(PAGE EXCERPT):

I bought a Husqvarna Semi-Pro 42 inch several years ago and it's been pretty good. I concur with Todd E on where you buy. When I found my Husqvarna it was in Milledgeville and they offered me a good price. Wanting to do business at home I returned to Dublin and tried to do business with the dealer here in Dublin. However the dealer didn't have the model in stock and I was told that if he had to order it would be about $800 more than the other dealer. I went to Milledgeville for service a couple of years and after husband/wife split who owned the store in Milledgeville I decided to let the local store do my service. Long story short they did a number on me and excused their theft as me not buying the unit from them even though I reminded them I had gave them a chance. Another thing is they didn't even service my unit as they promised. 
Mother Earth April/May issue had a review of mowers with costs from $2400 to $17,000. One of the things they reviewed covered fuel consumption. One of the mowers listed for under $6300 gave a good score of 3.75 and had medium fuel consumption. Never heard of it but it was called Big Dog R-754.

IMO look for a good engine like Kawasaki. Too small a engine won't last just as too small a mower for too many acres.
Buy one with a good thick deck.
Try one before you buy. Zero Turn IMO don't ride as well as tractor style. Most are rough riding if the yard isn't perfect. Some Zero Turn have springs on front wheels and may ride better.
Look for a good dealer and availabilty of parts and parts at a reasonable cost. Be sure you can buy blades at several locations.
If you plan on servicing yourself check to see if you can easily access filter, belts etc. 
Look for one that has reasonable maintenance cost and maintain it well if you want it to last.
Gas consumption is important but not a major issue in my book since I don't cut often. DO buy and use non ethanol gas.
HINTS: Use: "No-Ceeze" on blade bolts to prevent having to chain to remove and be sure you match the mower to your trailer.


----------



## Wild Turkey (Apr 19, 2013)

Bad Boy is a great mower but the TSC models are their bottom unit.
I have the commercial model which is much nicer. Notice 4 wheel suspension cushions and heim joint deck linkage, welded deck, dual hydro pumps, electric deck lift, kaw water cooled engine.
Kubota has a really nice mower and 0% financing.

Heres my opinion by brand;
Scag- tough as nails, not real comfy, the mower you give to prisoners to cut the jail yard because they cant break it.
Exmark- very nice owner operator mower but overpriced.
Hustler -basic good mower
Kubota-very nice owner operator mower very comfy. Mows like a porche.
BadBoy- very nice commerical mowers tough as nails and comfy with air ride seat. Mows like a monster truck.

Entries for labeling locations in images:
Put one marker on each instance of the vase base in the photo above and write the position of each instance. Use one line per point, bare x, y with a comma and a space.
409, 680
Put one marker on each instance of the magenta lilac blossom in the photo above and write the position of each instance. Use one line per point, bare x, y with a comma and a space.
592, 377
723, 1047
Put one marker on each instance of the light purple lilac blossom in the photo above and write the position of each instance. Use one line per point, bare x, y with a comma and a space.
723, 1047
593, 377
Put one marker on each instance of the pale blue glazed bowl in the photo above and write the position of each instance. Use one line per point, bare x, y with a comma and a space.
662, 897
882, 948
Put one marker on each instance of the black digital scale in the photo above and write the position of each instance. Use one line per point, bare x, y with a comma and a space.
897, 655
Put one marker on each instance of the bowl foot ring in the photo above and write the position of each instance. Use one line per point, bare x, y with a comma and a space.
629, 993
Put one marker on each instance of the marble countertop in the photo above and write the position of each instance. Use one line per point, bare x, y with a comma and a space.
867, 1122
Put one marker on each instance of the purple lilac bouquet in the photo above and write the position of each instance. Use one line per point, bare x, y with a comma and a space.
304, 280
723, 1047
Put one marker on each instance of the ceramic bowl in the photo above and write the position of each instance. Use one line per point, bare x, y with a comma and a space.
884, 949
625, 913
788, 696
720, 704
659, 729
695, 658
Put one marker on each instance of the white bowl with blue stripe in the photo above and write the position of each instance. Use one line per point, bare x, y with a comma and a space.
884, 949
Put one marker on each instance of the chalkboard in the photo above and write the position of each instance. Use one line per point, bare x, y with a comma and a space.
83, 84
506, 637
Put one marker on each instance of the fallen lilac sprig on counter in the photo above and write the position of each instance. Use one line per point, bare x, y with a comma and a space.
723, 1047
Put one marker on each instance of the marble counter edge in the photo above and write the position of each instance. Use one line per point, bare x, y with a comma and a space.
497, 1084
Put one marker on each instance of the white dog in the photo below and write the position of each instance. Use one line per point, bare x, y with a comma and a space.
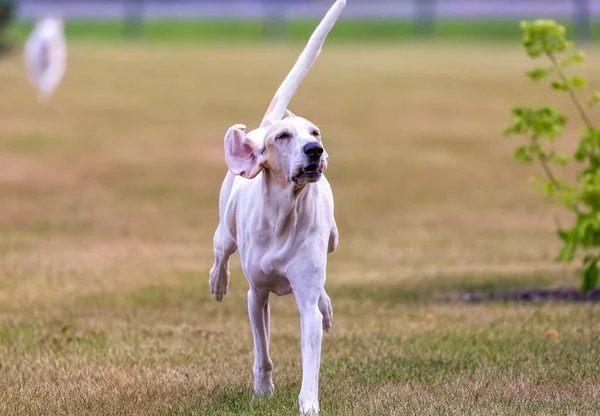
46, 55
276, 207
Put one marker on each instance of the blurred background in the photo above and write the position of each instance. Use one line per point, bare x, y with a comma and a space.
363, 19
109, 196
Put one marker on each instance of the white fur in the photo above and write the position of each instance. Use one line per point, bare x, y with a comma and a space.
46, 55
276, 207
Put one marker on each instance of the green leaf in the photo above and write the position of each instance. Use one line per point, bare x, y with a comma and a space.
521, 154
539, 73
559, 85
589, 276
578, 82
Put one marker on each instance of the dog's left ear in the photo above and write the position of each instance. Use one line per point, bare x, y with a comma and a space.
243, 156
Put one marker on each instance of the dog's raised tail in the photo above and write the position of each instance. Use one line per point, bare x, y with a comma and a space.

(TO BE DONE):
1. Please decide whether each statement agrees with the mower thread, answering yes or no and quoting the words that settle it: (a) The Big Dog R-754 received a score of 3.75 and had medium fuel consumption. (b) The poster who owns the Husqvarna first found it in Dublin. (c) Wild Turkey calls the TSC models Bad Boy's top unit.
2. Pick up the mower thread after its final sentence and continue it.
The lines can be set aside; nothing here depends on them.

(TASK-BY-TASK RESULTS):
1.
(a) Yes: "gave a good score of 3.75 and had medium fuel consumption"
(b) No: "When I found my Husqvarna it was in Milledgeville"
(c) No: "the TSC models are their bottom unit"

2.
----------



## stringmusic (Apr 19, 2013)

golffreak said:


> I've had great luck with anything that has Husqvarna on it.



Yep, Husqvarna didn't get their reputation from building junk.

I bought a Husqvarna RZ 4621 with a Briggs Endurance motor. I love it.


----------



## RonRon (Apr 25, 2013)

whchunter, the dealership in Milledgeville is open again. Same lady, new husband. I'm picking up a new Husquvarna tractor Friday. Good folks to do business with. The tel # is 478-453-9900


----------



## hobbs27 (Apr 25, 2013)

The top brand commercial mowers will last 20+ years.I'm still using one made in 86. Hustler and SCAG are both good names. One I haven't seen mentioned that you may want to look at is a front deck grasshopper. The front deck mowers are great about getting under trees.


----------



## whchunter (Apr 27, 2013)

*Ok*



RonRon said:


> whchunter, the dealership in Milledgeville is open again. Same lady, new husband. I'm picking up a new Husquvarna tractor Friday. Good folks to do business with. The tel # is 478-453-9900



Thanks....wish I knew she was looking, I'd woulda been over to see her ..... 

Are they at the same location?


----------



## whchunter (Apr 27, 2013)

*Big Dog*

Googled the Big Dog products and they look pretty good.


----------



## Trigabby (Apr 30, 2013)

Has anyone used the new Kubota Kommander series?  They have an entry pro/high end home owner model I'm looking at...


----------



## tjchurch (Apr 30, 2013)

I have a Dixie Chopper with a 5 ft. deck and a 33 hp.Generac.I bought in new in 2001. The only problems i have had was I let a different dealer TRY to add a elec. deck lift. They kept it two weeks and then told me it couldn't be done.It took a year and two different shop's to get my deck right.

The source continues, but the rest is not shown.